Exercise A
Reproduce the listing verbatim, from its beginning up to and including the line containing "[227,43,260,89]". Omit the pictures from your output.

Thursday, 25 March 2021

Thanks for clarifying, Poet.

I've resorted to staring at my own reflection in the window. I'm having a reluctant hunger strike. Food is the last thing on my mind. Smiling is a chore. The weight of my face is too great. There is nothing to smile about. May as well take the other one too and finish me off. Take the ghosts (Jake is still here but so quiet), take the dreams. Take it all. What's the difference anymore?

Hey, Bridge. 

I don't turn. I look tired and I don't want anyone to see it.

Just to set the record straight Lochlan was the only one who voted for him to stay. 

I turn slowly. 

He said you would break. He was adamant. He was scared to death. He said you were in love and that it wouldn't be much different than any other tragedy at this point and he begged us to change our minds but we didn't We either hyped each other up or we were looking for an easy solution. 

But he took the blame. 

He's that kind of guy. He's never going to say it wasn't him, or he didn't do it. You know that. 

But he's in charge. How did this go through-

It was unanimous, Bridget. We all said yes. He doesn't have veto over that.

I thought he did. 

Well, he doesn't and he was willing to listen to us, maybe he thought he was too emotional to force the issue. Maybe too close, if there is such a thing-

There is. 

Then that would be him, right?

It would.

Wednesday, 24 March 2021

What did you have for lunch? 

She had an olive. That's it. I've been watching her all morning. PJ the Rat. Remind me to keep a closer eye on him. Sorry my appetite is gone. Must have left when he left. I told them it was a bad idea and now they're wondering what's wrong. 

What's wrong? I told them all what would be wrong but once again grand experiments and their inevitable, crushing conclusions must be enacted and then reenacted until every last person admits defeat or their faults or the truth, whichever impulse they hit on first out of so many. Feelings are fireworks and it's always a holiday here on Point Perdition. 

Jesus Christ, Bridgie. You need to eat. 

I'm not hungry. 

Doesn't matter. 

I'm not doing this right now. I go outside. It's six degrees in the sun, if you're lucky. If you can find it in these dark clouds. Most of them I self-generate. I'm very proud of my cloud production. They are dense, high-quality VantablackTM clouds and good luck if you're caught in my storm. 

Lochlan follows. Peanut. I just want you to stay healthy. 

Jesus, Lochlan. I'm an adult. It was one meal. I had a granola bar an hour before! Sorry.

Data provided
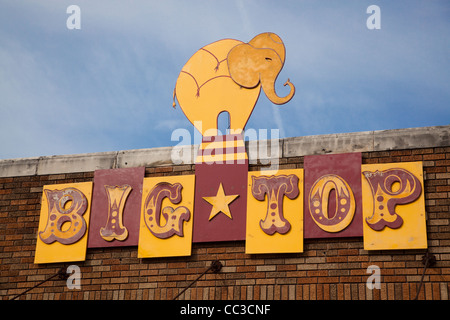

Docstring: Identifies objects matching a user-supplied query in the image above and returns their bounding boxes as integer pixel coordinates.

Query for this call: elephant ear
[227,43,260,89]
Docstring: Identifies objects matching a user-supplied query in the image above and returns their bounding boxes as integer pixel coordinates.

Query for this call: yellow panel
[361,162,427,250]
[245,169,303,254]
[138,175,195,258]
[34,182,92,263]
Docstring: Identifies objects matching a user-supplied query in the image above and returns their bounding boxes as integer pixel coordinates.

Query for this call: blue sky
[0,0,450,159]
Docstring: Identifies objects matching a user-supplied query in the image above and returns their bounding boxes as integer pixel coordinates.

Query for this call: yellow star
[203,183,239,221]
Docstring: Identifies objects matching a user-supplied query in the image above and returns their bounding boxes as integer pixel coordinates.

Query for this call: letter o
[308,174,356,232]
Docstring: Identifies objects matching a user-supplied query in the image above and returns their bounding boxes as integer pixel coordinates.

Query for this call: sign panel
[88,167,145,248]
[304,153,362,238]
[138,175,195,258]
[362,162,427,250]
[34,182,92,263]
[245,169,303,254]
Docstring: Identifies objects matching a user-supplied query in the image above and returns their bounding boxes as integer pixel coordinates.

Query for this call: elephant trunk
[261,79,295,104]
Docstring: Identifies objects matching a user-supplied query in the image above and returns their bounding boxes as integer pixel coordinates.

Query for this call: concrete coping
[0,125,450,177]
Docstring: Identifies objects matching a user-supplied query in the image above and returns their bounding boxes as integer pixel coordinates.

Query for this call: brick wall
[0,127,450,300]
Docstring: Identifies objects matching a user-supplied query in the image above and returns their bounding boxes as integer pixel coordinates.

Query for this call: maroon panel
[192,134,248,242]
[304,153,363,239]
[88,167,145,248]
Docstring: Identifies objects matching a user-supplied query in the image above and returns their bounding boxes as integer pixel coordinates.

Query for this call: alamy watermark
[366,4,381,30]
[366,265,381,290]
[66,264,81,290]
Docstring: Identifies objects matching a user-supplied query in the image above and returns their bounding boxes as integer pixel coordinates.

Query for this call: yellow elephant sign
[173,32,295,137]
[35,32,427,263]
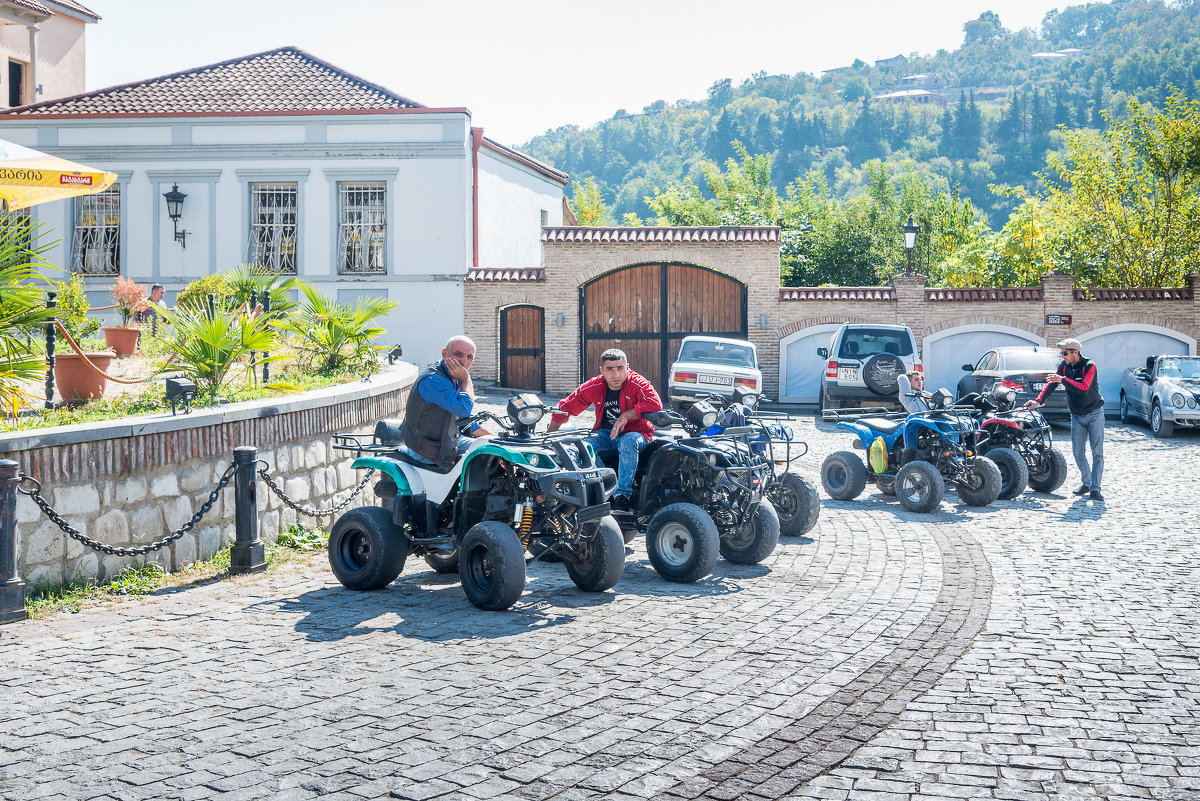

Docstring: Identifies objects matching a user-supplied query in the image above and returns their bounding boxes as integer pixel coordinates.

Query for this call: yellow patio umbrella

Exercise B
According to the diary entries, what was eaten for lunch?

Output A
Docstring: Identifies objects matching a user-supplied query in the image above and returns their bounding boxes as integer pixel coordinates.

Query for this call: elephant ear
[227,43,260,89]

Output B
An olive, and nothing else.